━━━ Source data
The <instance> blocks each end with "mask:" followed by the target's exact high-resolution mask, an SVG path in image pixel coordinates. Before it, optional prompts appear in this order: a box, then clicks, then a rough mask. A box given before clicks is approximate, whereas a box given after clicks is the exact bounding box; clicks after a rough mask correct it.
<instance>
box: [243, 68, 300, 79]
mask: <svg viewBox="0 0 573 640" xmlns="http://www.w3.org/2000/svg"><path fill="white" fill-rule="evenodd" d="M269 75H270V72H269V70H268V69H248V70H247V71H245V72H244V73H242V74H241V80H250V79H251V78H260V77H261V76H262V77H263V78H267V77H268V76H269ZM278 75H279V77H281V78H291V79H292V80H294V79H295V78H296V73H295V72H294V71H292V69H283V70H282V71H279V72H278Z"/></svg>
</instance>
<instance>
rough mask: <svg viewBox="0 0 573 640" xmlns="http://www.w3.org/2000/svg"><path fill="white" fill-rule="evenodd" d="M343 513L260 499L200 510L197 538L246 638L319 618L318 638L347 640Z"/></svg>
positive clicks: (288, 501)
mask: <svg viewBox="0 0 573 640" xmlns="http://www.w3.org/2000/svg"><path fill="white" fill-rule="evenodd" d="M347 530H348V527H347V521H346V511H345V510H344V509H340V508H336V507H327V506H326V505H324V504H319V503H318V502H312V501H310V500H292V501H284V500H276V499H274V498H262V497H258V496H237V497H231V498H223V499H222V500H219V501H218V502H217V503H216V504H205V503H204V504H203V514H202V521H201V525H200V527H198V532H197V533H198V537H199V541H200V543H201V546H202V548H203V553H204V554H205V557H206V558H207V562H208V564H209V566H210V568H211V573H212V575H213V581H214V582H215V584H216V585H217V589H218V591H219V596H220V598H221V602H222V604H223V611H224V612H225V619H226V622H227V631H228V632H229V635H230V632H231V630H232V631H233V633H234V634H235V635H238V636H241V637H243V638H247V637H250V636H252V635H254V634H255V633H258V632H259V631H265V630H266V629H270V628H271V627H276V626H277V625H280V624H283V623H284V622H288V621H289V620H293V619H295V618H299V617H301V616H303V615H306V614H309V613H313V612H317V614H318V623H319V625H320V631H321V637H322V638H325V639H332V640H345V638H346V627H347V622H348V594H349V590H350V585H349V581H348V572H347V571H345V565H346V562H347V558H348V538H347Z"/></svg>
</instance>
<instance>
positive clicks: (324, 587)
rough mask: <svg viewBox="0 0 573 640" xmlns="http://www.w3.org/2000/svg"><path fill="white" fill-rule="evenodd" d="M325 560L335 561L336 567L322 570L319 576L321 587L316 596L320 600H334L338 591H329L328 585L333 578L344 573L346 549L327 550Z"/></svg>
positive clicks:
━━━━━━
Copy the lines starting at the beginning of the records and ending at the line that contains "box: [243, 68, 300, 79]".

The <instance> blocks each end with "mask:" followed by the target's exact high-resolution mask, an SVG path in image pixel coordinates. Before it, optional prompts appear in this order: a box, then clicks, then a rough mask. A box given before clicks is approximate, whereas a box given after clicks is the exact bounding box; clicks after a rough mask correct it.
<instance>
box: [243, 68, 300, 79]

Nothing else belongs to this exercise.